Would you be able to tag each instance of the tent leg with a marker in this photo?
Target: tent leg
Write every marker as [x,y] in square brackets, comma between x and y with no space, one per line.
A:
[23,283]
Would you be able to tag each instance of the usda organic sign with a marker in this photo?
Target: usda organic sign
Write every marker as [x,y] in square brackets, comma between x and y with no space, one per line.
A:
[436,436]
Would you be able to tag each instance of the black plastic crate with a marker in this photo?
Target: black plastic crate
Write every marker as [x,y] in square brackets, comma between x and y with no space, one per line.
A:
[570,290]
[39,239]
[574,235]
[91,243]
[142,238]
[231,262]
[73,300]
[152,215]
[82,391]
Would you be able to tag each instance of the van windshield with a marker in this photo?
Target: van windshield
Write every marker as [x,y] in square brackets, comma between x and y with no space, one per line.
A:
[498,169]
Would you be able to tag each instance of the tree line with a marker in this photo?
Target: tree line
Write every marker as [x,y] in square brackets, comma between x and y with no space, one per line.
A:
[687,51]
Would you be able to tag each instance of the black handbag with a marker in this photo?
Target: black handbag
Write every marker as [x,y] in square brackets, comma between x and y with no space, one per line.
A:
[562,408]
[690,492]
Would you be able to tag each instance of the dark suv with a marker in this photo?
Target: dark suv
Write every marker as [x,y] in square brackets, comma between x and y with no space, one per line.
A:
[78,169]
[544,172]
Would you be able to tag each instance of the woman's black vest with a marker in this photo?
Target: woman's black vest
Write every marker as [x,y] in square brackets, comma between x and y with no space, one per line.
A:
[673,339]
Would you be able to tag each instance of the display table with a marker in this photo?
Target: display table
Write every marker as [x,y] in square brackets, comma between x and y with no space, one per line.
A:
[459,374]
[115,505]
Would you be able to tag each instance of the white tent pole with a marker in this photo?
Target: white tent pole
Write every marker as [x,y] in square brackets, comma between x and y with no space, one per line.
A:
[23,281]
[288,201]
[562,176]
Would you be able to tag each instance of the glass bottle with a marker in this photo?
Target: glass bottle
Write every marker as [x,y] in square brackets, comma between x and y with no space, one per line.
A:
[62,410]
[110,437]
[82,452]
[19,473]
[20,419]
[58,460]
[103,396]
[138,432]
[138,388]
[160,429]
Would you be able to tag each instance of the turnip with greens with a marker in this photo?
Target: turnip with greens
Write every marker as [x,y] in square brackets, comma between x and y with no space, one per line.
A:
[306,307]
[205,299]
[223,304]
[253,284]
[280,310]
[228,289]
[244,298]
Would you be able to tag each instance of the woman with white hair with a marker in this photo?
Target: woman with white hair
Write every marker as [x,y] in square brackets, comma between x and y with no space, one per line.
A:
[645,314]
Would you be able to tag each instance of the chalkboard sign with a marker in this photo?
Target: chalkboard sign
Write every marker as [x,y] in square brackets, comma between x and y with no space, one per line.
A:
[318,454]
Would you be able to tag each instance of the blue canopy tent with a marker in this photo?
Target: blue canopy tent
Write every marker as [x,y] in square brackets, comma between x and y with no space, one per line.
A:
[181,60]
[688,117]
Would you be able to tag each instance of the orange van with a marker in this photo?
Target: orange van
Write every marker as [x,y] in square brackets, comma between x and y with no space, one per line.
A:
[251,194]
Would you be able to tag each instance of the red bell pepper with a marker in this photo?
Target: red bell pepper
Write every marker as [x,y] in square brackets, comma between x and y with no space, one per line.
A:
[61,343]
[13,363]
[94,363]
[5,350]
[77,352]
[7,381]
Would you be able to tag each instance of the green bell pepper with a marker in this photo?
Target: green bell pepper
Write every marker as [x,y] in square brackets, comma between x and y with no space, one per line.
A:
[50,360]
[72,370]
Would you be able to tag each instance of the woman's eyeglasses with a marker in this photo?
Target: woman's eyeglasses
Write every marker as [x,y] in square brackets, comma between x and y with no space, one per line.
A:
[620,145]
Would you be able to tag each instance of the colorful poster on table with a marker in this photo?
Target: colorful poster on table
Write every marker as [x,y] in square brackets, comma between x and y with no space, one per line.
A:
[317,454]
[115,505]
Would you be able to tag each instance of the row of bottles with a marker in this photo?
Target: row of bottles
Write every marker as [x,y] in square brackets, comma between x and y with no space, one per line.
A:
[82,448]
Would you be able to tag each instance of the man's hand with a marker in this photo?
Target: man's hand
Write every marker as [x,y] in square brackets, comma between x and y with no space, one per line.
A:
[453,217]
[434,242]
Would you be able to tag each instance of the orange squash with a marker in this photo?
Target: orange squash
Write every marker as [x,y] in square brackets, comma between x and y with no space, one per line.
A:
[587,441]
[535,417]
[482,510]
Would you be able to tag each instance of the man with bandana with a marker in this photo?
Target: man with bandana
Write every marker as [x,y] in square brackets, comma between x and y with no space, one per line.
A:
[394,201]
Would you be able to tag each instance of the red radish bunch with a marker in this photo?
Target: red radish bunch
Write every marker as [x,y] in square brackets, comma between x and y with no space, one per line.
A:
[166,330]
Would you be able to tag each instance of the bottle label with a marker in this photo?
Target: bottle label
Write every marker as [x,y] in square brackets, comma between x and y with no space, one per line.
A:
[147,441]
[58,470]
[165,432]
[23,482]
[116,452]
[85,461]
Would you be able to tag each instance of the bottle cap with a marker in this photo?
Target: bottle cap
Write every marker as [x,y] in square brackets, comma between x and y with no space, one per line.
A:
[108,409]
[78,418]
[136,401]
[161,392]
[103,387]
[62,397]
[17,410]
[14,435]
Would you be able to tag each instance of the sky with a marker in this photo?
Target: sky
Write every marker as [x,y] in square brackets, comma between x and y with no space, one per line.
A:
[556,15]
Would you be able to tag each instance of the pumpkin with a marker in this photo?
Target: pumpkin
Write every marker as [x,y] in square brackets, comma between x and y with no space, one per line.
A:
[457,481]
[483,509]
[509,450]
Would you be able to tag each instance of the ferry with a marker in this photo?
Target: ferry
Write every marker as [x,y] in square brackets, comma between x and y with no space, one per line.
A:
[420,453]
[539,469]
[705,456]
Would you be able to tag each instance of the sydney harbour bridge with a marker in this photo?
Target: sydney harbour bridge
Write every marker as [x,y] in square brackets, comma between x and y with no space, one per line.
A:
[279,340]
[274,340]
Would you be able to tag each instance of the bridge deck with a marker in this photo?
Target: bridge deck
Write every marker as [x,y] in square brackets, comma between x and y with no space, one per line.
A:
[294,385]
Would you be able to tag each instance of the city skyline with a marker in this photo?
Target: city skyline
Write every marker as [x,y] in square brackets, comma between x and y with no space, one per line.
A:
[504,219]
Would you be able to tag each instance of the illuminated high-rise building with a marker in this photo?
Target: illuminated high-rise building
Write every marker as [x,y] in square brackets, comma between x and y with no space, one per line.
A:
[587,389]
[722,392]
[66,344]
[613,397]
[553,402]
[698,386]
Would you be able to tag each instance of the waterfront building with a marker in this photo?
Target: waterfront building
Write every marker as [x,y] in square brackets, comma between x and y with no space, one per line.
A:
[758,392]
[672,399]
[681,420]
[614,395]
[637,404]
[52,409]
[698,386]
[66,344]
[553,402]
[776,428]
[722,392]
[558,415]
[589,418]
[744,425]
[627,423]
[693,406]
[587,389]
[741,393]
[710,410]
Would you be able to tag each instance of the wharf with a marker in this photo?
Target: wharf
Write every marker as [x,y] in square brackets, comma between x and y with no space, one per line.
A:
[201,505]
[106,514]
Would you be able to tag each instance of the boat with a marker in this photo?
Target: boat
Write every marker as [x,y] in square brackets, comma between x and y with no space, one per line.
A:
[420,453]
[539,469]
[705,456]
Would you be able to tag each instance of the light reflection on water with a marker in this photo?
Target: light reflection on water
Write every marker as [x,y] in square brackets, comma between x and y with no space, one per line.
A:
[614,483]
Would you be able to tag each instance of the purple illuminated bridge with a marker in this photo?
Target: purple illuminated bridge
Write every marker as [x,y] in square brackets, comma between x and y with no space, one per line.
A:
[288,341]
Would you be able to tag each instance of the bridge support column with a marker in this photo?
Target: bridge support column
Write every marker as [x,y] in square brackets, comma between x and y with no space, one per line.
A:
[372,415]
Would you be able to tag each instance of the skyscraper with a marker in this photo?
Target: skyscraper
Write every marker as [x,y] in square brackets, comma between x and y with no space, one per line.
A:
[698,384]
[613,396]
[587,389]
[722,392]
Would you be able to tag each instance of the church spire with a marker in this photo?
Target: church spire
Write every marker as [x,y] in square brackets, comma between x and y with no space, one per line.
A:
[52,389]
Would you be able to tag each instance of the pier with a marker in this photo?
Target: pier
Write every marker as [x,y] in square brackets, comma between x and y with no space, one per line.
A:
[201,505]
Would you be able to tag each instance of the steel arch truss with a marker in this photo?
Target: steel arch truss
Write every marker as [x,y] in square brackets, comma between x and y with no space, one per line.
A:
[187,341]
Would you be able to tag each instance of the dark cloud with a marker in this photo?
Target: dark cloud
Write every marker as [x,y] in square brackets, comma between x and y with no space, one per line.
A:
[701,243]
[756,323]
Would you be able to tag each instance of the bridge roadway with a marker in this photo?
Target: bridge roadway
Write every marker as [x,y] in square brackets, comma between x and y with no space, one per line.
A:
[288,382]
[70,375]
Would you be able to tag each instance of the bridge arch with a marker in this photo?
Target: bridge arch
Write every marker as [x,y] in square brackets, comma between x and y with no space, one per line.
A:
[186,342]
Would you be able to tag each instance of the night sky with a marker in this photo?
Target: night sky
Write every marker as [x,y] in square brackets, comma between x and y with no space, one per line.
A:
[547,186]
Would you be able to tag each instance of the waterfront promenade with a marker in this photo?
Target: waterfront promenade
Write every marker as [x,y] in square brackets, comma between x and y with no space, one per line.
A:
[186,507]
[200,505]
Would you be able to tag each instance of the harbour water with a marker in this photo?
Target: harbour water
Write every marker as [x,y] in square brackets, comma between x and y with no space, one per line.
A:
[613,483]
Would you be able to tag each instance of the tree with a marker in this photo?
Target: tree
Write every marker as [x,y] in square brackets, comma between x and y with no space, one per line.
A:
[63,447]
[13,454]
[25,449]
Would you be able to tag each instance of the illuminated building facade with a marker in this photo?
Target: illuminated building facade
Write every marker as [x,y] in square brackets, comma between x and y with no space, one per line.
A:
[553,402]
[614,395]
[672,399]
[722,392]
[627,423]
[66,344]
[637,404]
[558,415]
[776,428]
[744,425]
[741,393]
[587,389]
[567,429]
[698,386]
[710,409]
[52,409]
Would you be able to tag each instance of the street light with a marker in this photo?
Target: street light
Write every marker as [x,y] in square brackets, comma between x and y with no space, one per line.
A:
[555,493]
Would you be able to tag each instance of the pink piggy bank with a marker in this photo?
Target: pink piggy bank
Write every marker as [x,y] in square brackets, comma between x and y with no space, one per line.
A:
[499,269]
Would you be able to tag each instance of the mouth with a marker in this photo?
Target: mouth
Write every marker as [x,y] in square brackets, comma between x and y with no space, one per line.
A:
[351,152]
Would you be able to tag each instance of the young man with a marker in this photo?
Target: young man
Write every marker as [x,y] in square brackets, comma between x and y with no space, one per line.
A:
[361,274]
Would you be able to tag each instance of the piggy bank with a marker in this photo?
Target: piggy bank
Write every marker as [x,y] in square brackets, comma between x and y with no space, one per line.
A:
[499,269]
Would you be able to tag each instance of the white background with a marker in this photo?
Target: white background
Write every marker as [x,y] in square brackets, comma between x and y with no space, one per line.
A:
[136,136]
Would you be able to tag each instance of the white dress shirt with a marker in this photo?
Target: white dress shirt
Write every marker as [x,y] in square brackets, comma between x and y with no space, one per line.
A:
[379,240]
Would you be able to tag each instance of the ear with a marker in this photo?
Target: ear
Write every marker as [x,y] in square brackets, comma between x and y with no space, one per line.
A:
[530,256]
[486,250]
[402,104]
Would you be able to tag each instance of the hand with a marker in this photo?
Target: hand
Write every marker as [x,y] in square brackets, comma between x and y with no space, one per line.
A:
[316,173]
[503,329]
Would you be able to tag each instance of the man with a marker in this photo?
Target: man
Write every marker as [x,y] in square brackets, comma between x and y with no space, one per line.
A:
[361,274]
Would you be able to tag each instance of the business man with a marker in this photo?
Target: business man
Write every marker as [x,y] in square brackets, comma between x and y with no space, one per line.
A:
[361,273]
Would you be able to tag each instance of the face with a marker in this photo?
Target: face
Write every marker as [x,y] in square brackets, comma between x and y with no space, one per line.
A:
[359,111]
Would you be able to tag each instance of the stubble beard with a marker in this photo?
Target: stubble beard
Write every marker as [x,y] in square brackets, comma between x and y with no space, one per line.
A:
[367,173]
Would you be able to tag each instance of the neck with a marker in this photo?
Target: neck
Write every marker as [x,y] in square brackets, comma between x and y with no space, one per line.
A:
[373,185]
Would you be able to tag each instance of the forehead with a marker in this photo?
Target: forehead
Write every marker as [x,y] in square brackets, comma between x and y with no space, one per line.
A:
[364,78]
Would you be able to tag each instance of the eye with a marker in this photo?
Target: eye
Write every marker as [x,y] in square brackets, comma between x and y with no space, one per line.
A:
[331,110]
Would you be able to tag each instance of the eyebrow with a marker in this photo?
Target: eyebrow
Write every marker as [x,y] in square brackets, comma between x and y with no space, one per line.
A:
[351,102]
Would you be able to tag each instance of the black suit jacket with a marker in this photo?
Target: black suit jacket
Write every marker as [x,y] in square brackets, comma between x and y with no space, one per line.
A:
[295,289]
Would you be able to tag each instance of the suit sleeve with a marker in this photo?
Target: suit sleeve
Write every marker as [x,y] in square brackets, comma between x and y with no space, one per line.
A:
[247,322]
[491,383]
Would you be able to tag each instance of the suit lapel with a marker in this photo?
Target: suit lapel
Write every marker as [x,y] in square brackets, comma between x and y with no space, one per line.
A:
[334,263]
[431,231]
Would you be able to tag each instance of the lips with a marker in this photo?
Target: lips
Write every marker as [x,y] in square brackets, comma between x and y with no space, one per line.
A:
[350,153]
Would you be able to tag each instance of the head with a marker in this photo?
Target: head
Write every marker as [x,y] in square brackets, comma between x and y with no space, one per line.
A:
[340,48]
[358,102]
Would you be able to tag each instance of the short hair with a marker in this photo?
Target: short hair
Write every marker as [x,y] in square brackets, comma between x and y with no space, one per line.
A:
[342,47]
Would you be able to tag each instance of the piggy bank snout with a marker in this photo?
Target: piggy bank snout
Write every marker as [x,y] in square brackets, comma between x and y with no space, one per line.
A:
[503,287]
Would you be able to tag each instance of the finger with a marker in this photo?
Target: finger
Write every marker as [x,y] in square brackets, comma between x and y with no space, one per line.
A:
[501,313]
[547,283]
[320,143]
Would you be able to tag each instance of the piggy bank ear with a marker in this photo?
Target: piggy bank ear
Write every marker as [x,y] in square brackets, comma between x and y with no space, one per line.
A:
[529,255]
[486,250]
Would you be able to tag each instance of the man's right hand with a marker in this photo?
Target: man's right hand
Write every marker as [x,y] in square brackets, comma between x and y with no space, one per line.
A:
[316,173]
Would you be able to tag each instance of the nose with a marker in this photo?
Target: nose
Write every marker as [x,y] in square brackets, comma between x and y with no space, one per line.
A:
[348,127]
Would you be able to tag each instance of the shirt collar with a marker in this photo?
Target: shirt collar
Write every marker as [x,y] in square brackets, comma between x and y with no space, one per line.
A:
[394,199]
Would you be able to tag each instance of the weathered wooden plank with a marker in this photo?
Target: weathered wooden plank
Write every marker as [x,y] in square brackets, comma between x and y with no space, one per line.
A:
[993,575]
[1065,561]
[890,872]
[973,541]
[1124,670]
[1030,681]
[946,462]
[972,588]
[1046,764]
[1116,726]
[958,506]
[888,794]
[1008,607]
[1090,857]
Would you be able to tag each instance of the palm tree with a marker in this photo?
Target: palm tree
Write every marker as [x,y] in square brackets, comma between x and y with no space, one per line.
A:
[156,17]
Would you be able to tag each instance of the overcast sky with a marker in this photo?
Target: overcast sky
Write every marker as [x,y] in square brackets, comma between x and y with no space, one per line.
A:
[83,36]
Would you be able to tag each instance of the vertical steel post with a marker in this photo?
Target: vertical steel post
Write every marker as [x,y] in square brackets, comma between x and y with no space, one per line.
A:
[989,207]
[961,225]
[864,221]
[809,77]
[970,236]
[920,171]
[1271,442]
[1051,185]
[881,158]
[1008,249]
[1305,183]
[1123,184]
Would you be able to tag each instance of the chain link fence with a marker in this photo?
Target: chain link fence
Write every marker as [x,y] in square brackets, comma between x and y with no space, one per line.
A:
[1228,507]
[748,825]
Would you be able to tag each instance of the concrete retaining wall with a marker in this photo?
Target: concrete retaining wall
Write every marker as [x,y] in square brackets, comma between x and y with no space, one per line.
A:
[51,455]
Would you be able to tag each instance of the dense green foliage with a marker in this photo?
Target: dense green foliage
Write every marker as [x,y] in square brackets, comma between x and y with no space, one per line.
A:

Objective —
Beginning at the line that contains "Would you be able to tag each instance of the overcast", retype each line of the listing up to and including the last one, exactly as it stands, and nothing else.

The completed task —
Would you be able to tag each instance of the overcast sky with a marker in this photo?
Target: overcast sky
Write every marker as [x,y] in square brackets, comma between x and y with no space, one per line.
A:
[83,36]
Would you be able to tag each instance of the vertical steel post with a marker in this photo?
Target: vertical steel post
Write every marker as [x,y] in square brackets, comma between x and y with no space, one per line.
A:
[989,207]
[961,225]
[864,221]
[809,77]
[970,236]
[920,171]
[1271,442]
[1051,185]
[881,158]
[1008,249]
[1305,183]
[1123,184]
Would you be able to tag each instance of the chain link fence with a marker in this photo?
Target: chain link fence
Write every marker as [x,y] in square brackets, comma between x and y with no space, one per line.
A:
[1228,507]
[748,825]
Would you be able to tag each instance of the concrete retaining wall with a marker in this photo?
Target: concrete retaining wall
Write every marker as [x,y] in square brackets, comma between x and y with no space, one per line.
A:
[51,455]
Would you be able to tag each instance of the dense green foliage with a marker in this photo?
Target: dense green foliage
Write every marker as [x,y] in square brackets, comma between x and y with no space, one per line.
A:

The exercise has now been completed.